SOURCE RECORDS:
>>>
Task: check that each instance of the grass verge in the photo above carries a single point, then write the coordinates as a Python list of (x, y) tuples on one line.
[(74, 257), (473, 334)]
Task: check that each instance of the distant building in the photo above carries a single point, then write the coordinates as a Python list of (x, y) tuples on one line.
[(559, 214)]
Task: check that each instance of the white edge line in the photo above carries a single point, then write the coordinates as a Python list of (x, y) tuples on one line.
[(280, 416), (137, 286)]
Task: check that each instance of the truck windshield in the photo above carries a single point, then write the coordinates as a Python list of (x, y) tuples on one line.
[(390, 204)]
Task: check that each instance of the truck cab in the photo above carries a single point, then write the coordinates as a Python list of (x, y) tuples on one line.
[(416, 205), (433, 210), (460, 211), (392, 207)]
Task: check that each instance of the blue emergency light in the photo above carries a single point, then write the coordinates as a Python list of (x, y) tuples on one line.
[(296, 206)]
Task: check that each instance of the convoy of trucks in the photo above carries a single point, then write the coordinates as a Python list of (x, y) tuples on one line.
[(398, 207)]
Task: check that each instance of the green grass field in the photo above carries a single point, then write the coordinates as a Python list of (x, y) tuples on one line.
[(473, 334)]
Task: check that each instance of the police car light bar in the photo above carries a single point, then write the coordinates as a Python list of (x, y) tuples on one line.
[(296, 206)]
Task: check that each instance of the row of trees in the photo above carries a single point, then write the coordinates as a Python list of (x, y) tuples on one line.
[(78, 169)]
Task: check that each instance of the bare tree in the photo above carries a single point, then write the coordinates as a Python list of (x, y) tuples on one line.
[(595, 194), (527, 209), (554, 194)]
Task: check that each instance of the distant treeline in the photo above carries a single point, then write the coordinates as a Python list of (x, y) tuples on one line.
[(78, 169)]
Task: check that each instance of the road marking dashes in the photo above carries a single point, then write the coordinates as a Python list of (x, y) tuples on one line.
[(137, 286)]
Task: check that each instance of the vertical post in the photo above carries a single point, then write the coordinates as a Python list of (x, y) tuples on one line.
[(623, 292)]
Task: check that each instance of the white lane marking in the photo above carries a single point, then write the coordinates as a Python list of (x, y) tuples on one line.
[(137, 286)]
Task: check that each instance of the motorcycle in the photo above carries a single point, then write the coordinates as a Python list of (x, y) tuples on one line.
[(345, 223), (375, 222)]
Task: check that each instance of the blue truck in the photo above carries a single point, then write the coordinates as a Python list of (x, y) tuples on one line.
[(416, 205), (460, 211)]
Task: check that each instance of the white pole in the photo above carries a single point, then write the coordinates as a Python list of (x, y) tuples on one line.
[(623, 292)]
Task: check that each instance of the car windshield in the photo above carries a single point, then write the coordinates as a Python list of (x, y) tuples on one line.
<<<
EXERCISE AIM:
Line by line, transcribe the data exactly.

WRITTEN SOLUTION:
Task: check that each instance of the grass verge in the photo above carries a single point, then write the coordinates as a Python list of (x, y) tuples on one line.
[(74, 257), (473, 334)]
Task: check that each instance of the distant building in the photo above carries a single point, then write the coordinates as a Python list of (x, y) tuples on one line.
[(559, 214)]
Task: check that each instance of the white edge line in the photo above carries a single point, then write the coordinates as a Python list of (x, y) tuples on one line.
[(280, 416), (137, 286)]
Task: check that each instance of the truck windshield in the photo above carries a single point, then write the coordinates as a Python list of (x, y) tuples on one line.
[(390, 204)]
Task: check that each instance of the truck cab in the photo above carries a single point, then write the coordinates as a Python list of (x, y) tuples on one line.
[(416, 205), (433, 210), (460, 211), (392, 207)]
Task: check that each instance of the blue emergency light in the photo above carries a single point, then write the coordinates as a Python list of (x, y) tuples on one line.
[(296, 206)]
Task: check that each instance of the convoy of trucks in the photo above carries a single point, then write the coordinates as a Python list of (x, y) tuples on one line.
[(398, 207)]
Task: check that each instance of the green grass field in the photo above carries a single point, then write the coordinates as a Python list of (x, y) tuples on one line.
[(473, 334)]
Task: check that each instance of the police car light bar in the photo above carries a single point, then write the coordinates as a Python list of (x, y) tuples on one line.
[(296, 206)]
Task: check that each instance of the row of trees in the photo above carries a single point, then write the coordinates as a Python list of (x, y) tuples on one line.
[(78, 169)]
Task: check that each instance of the bare tree in the photo above carries a single point, then write the coordinates as a Python list of (x, y) tuples on one line.
[(595, 194), (527, 209), (554, 194)]
Task: check that each instance of the distant treeline in the photo above carries a single point, then write the coordinates as a Python list of (x, y) tuples on one line.
[(78, 169)]
Task: check that each instance of the road marking dashes in the photo above carries a single point, then write the coordinates as a Python list of (x, y) tuples on one line.
[(137, 286)]
Task: check that each instance of the vertical post in the photo above carries a single point, then write the coordinates as a Python list of (x, y) tuples on one line.
[(623, 292)]
Task: check that each instance of the white lane marking in the photo above carries a single point, then write the coordinates as a Python list of (x, y) tuples on one line.
[(137, 286)]
Task: check that each instance of the motorcycle in the photo above carries a single point, then write the coordinates as a Python list of (x, y) tuples on one line.
[(345, 223), (375, 222)]
Task: check that each instance of the blue truck in the photo above carries a single point, then write the coordinates as a Python list of (x, y) tuples on one line.
[(416, 205), (460, 211)]
Task: check that each instance of the white pole in the photo above carries a single point, then write the coordinates as a Python list of (x, y) tuples on one line.
[(623, 292)]
Task: check that each instance of the car windshield in the photo above carries a single point, then write the coordinates as a Python list of (x, y) tuples on one line.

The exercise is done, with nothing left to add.